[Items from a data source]
○ ○ ○ ○ ○ ○ ○
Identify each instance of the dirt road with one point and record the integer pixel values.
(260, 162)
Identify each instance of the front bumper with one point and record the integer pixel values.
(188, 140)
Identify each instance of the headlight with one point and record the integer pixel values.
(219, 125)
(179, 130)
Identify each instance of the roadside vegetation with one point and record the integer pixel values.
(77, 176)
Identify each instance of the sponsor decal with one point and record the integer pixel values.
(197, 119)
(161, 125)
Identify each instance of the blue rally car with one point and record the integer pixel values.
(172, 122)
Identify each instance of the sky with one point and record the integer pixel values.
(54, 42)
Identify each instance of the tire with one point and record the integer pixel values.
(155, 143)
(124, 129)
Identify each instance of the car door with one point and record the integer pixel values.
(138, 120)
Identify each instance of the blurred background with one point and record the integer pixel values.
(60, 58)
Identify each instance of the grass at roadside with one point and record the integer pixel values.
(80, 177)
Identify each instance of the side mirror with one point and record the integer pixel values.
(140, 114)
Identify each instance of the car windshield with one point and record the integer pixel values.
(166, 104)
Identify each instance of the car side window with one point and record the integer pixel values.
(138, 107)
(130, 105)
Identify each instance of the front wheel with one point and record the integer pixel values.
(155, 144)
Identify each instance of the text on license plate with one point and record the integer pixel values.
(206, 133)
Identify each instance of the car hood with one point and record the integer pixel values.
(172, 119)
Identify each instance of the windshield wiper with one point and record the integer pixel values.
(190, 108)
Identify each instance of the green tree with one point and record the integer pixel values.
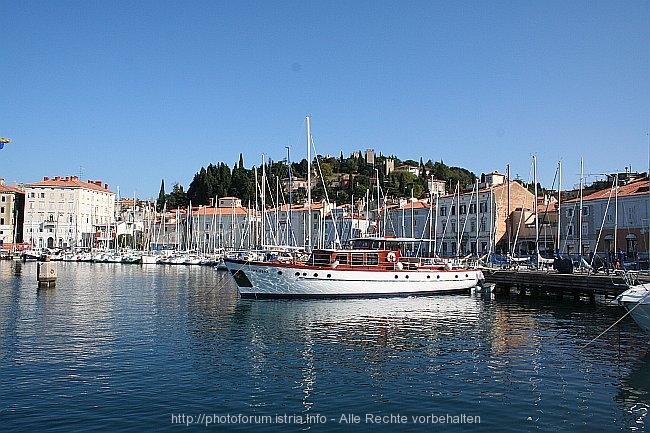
(160, 203)
(177, 198)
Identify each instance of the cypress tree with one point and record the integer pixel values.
(160, 203)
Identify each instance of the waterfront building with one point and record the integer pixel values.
(343, 224)
(65, 212)
(463, 222)
(134, 221)
(12, 207)
(208, 229)
(613, 221)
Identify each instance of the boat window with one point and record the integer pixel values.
(320, 259)
(393, 246)
(372, 259)
(357, 259)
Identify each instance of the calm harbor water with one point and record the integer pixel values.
(172, 348)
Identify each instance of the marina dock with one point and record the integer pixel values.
(552, 282)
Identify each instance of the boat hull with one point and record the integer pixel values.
(636, 301)
(260, 280)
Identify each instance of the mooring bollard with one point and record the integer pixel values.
(46, 274)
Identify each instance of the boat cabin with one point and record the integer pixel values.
(363, 252)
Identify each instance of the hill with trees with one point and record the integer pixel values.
(337, 178)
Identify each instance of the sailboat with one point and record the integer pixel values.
(369, 267)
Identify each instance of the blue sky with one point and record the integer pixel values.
(132, 92)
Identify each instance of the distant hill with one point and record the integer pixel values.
(342, 178)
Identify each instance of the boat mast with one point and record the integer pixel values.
(509, 215)
(309, 229)
(378, 204)
(580, 214)
(458, 220)
(263, 193)
(477, 223)
(559, 204)
(536, 210)
(616, 217)
(290, 222)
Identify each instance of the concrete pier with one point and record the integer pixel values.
(46, 274)
(575, 284)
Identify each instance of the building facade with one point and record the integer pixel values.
(12, 206)
(64, 212)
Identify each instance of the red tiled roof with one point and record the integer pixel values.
(638, 187)
(10, 189)
(70, 182)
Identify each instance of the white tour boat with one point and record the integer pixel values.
(372, 267)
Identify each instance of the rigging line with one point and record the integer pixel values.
(602, 225)
(617, 322)
(337, 239)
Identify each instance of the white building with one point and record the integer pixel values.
(11, 213)
(66, 212)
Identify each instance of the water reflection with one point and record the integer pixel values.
(111, 340)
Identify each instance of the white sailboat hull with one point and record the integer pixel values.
(636, 300)
(256, 280)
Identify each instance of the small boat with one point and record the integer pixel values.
(636, 300)
(371, 267)
(148, 259)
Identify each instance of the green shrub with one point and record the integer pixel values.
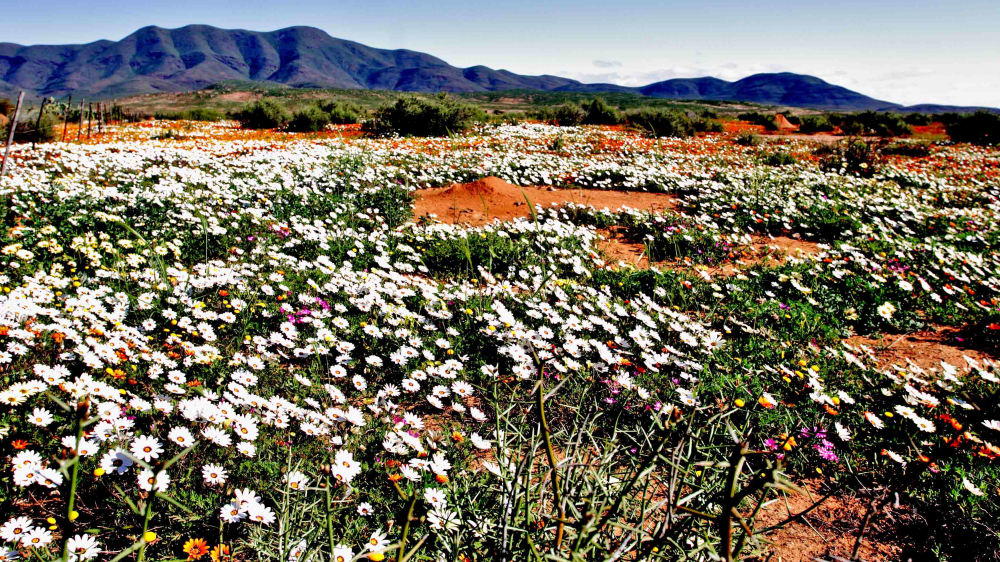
(981, 127)
(309, 120)
(757, 118)
(917, 119)
(911, 149)
(746, 138)
(598, 112)
(411, 116)
(565, 115)
(874, 123)
(702, 125)
(780, 158)
(815, 124)
(203, 114)
(196, 114)
(263, 114)
(341, 113)
(852, 156)
(793, 119)
(657, 122)
(26, 132)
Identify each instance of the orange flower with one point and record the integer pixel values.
(220, 552)
(195, 548)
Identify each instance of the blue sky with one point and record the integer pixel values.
(904, 51)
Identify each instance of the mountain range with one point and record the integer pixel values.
(154, 59)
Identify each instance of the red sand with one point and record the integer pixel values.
(481, 201)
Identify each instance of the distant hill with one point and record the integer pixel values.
(154, 59)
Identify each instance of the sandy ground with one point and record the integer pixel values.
(484, 200)
(828, 531)
(926, 349)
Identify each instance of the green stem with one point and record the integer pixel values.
(329, 518)
(550, 454)
(147, 516)
(406, 526)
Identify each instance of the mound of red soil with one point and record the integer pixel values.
(927, 349)
(484, 200)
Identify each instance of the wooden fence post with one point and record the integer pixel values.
(69, 105)
(79, 130)
(10, 134)
(38, 122)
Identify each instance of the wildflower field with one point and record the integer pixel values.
(221, 344)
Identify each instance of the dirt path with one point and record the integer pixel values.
(482, 201)
(827, 531)
(926, 349)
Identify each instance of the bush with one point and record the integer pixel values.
(873, 123)
(756, 118)
(341, 113)
(780, 158)
(263, 114)
(660, 122)
(981, 127)
(26, 132)
(917, 119)
(852, 156)
(793, 119)
(203, 114)
(565, 115)
(746, 138)
(911, 149)
(704, 125)
(815, 124)
(598, 112)
(309, 120)
(196, 114)
(411, 116)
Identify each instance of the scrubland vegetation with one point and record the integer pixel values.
(225, 342)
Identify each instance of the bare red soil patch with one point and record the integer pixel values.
(764, 251)
(926, 349)
(827, 531)
(482, 201)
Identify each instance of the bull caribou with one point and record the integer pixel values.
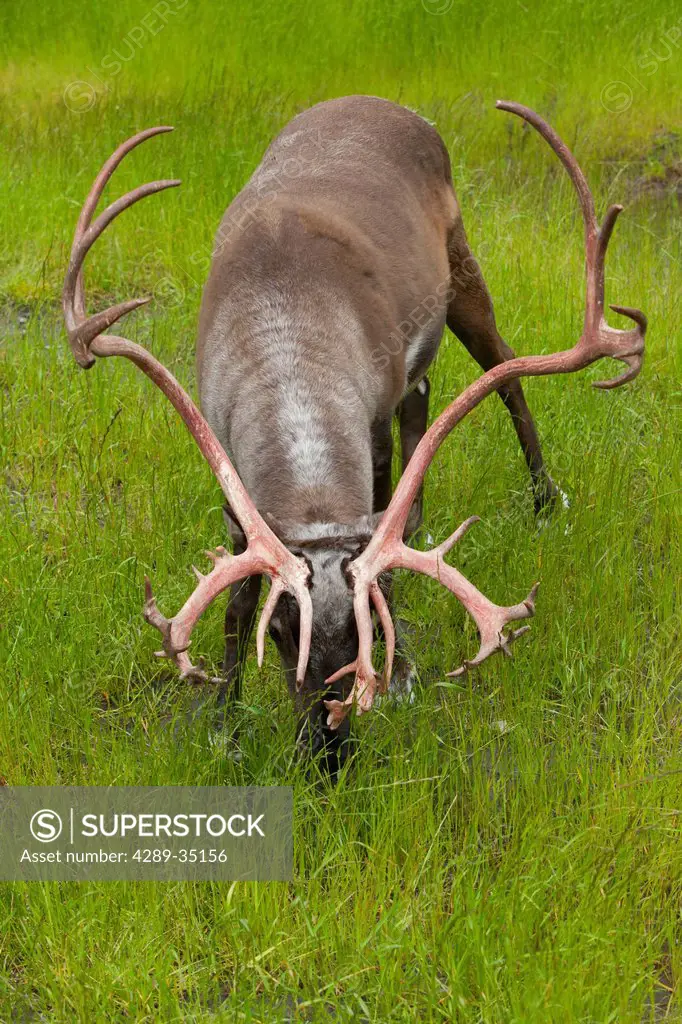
(334, 273)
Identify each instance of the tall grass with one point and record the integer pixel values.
(507, 848)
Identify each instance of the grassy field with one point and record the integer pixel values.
(508, 848)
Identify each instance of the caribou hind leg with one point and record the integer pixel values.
(471, 317)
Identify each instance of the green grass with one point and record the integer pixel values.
(462, 869)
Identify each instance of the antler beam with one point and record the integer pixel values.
(265, 554)
(386, 549)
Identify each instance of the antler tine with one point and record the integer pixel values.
(596, 333)
(74, 295)
(386, 549)
(265, 554)
(564, 155)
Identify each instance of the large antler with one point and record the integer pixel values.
(386, 549)
(265, 553)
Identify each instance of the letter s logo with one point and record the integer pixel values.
(45, 825)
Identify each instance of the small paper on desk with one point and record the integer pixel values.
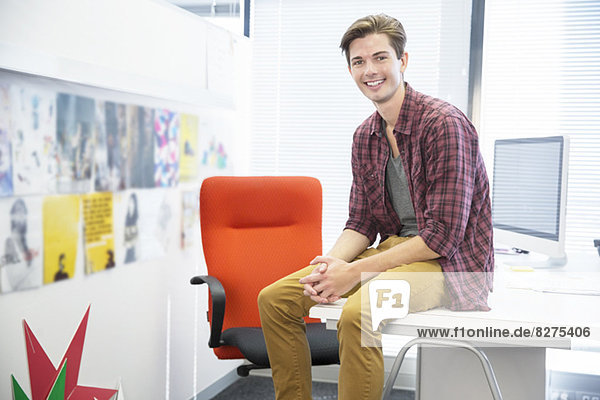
(581, 283)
○ ○ ○ ○ ○ ○ ○
### To do
All records above need to be returned exactly. Omit the pictures.

### The completed task
Identify each instance of the dirt road with one point and record the integer pixel values.
(260, 162)
Identify each instance of the front bumper with one point and record the integer pixel values.
(188, 140)
Identify each instance of the headlight with one point and record the integer pixel values.
(219, 125)
(179, 130)
Identify each instance of the roadside vegetation with one point and record the integer pixel values.
(77, 176)
Identify each instance of the sponsor decal with one point and record the integer pixel values.
(197, 119)
(161, 125)
Identify each instance of the blue rally car with one point and record the integer pixel values.
(172, 122)
Identify each instance of the sky with one point and record the integer pixel values.
(54, 42)
Identify each instance of the tire with one point and record the integer pixel values.
(155, 143)
(124, 129)
Identify each instance of the car door with one point and record the integer pixel values.
(138, 120)
Identify each instance of the blurred background with one point and record the integer pixel values.
(60, 58)
Identify each instance of the grass at roadside with one point and record the integer pixel values.
(80, 177)
Identify each instance of the side mirror with one point and record the integer pixel values.
(140, 114)
Identify each instance of the car windshield with one point and record the integer pixel values.
(166, 104)
Identify each instance of the car side window with one point and record the integer pixel values.
(138, 107)
(130, 105)
Identify each instance of the front wheel with one point and record the integer pixel values.
(155, 144)
Identify each instance of the text on license plate with one point and record the integer pixel values.
(206, 133)
Identify each instance of the car hood with one point and record the integer pixel values.
(172, 119)
Identify each instance of the windshield wiper with one point and record the integer pixel values.
(190, 108)
Identify each instance of the green tree with one point and record the integer pixel values.
(160, 203)
(177, 198)
Identify each instance of the cypress tree with one point and record the integer pixel values.
(160, 203)
Identify each instance of the waterfront building with one point and record the integer pixel values.
(343, 224)
(65, 212)
(463, 222)
(134, 221)
(12, 207)
(208, 229)
(613, 221)
Identify each instance of the boat window with one point and record the integer pixel values.
(320, 259)
(393, 246)
(372, 259)
(357, 259)
Identify each instance of the calm harbor water with one point and record the integer pixel values.
(172, 348)
Identify each instance of the marina dock with one point and record the integer pixel values.
(552, 282)
Identify each instance of the boat hull with one point and record the integer pixel values.
(636, 301)
(260, 280)
Identify each instance of the mooring bollard with one point and record the integer pixel values.
(46, 274)
Identify each instance of the boat cabin with one point and record the integer pixel values.
(363, 252)
Identify each instance of the hill with trees with one point and record the integer pixel values.
(337, 178)
Identify each instance of the sailboat with one point and record the integer pixel values.
(369, 267)
Identify each instance of the blue sky with one point and record the integer pixel values.
(132, 92)
Identify each instance of the distant hill with one point and record the integer pixel values.
(342, 178)
Identify each instance of the boat mast with one point and record the integer pixel values.
(509, 215)
(309, 229)
(378, 204)
(580, 214)
(458, 220)
(263, 193)
(477, 223)
(559, 204)
(536, 210)
(616, 217)
(290, 222)
Identify each instance of the concrete pier with one point and record the integer pixel values.
(46, 274)
(575, 284)
Identify each instance of the building facade with one point and record the integer pixel values.
(12, 206)
(64, 212)
Identify each instance of the red tiled roof with one point and record the integer pixel values.
(638, 187)
(10, 189)
(70, 182)
Identify each instance of the white tour boat with one point and record the integer pixel values.
(372, 267)
Identify each instance of the rigging line with one point and record the integer pixel values.
(602, 225)
(617, 322)
(337, 239)
Identify each instance of the white building with one point and record the integer pixel values.
(11, 213)
(66, 212)
Identify each instance of the water reflection with one point and record the integer pixel values.
(111, 340)
Identify each instance of the white sailboat hull with one point and record the integer pixel values.
(636, 300)
(256, 280)
Identify each instance of the small boat with one point and record the integer pixel values.
(636, 300)
(371, 267)
(148, 259)
Identify each instance of the green shrub with one point and record the integer pixel values.
(981, 127)
(309, 120)
(757, 118)
(917, 119)
(911, 149)
(746, 138)
(598, 112)
(411, 116)
(565, 115)
(874, 123)
(702, 125)
(780, 158)
(815, 124)
(203, 114)
(196, 114)
(263, 114)
(341, 113)
(852, 156)
(793, 119)
(657, 122)
(26, 132)
Identify each instance of the orange flower with one point and record the integer pixel values.
(220, 552)
(195, 548)
Identify each instance of the blue sky with one point and record the integer pixel values.
(904, 51)
Identify each instance of the mountain range with one point and record the integer pixel values.
(154, 59)
Identify each instance of the red sand with one point and record the integer pixel values.
(481, 201)
Identify each instance of the distant hill with one point and record the integer pixel values.
(154, 59)
Identify each instance of the sandy ground with one point and record the integer pixel values.
(484, 200)
(828, 531)
(926, 349)
Identify each instance of the green stem with one point and record the integer pixel values.
(329, 518)
(550, 454)
(147, 516)
(406, 526)
Identify each instance of the mound of red soil with one point and record the integer pixel values.
(927, 349)
(484, 200)
Identify each instance of the wooden fence post with one point and record the integer pixel values.
(69, 105)
(79, 130)
(10, 134)
(38, 122)
Identify each instance of the wildflower field with one point and record the integer pixel values.
(221, 344)
Identify each instance of the dirt path with one point and record the integer pixel values.
(482, 201)
(827, 531)
(926, 349)
Identify each instance of the bush with one point and record the integer pixel values.
(873, 123)
(756, 118)
(341, 113)
(780, 158)
(263, 114)
(660, 122)
(981, 127)
(26, 132)
(917, 119)
(852, 156)
(793, 119)
(203, 114)
(565, 115)
(746, 138)
(911, 149)
(704, 125)
(815, 124)
(598, 112)
(309, 120)
(196, 114)
(411, 116)
Identify each instance of the scrubland vegetation with one point and record the integer pixel values.
(225, 342)
Identify each instance of the bare red soil patch with one point and record the integer pixel values.
(764, 251)
(926, 349)
(827, 531)
(482, 201)
Identify each instance of the bull caribou with one point and record the integer pixel values.
(334, 273)
Identify each instance of the tall grass with one point and record the integer pixel values.
(507, 848)
Identify each instance of the grassy field with one point and record the integer pixel values.
(508, 848)
Identify each instance of the caribou hind leg with one point and record the integer pixel values.
(471, 317)
Identify each instance of the green grass with one point and record the integer pixel values.
(462, 869)
Identify each instance of the antler beam with one point and record the integer pixel values.
(265, 554)
(386, 549)
Identify each instance of the antler tine with one point and record the integer pixel values.
(596, 333)
(74, 295)
(386, 549)
(265, 554)
(564, 155)
Identify each instance of the large antler with one point and record the integer pixel values.
(386, 549)
(265, 553)
Identify each instance of the letter s logo with one point and record the integer pixel values.
(45, 825)
Identify each instance of the small paper on desk with one point and record the integer pixel values.
(581, 283)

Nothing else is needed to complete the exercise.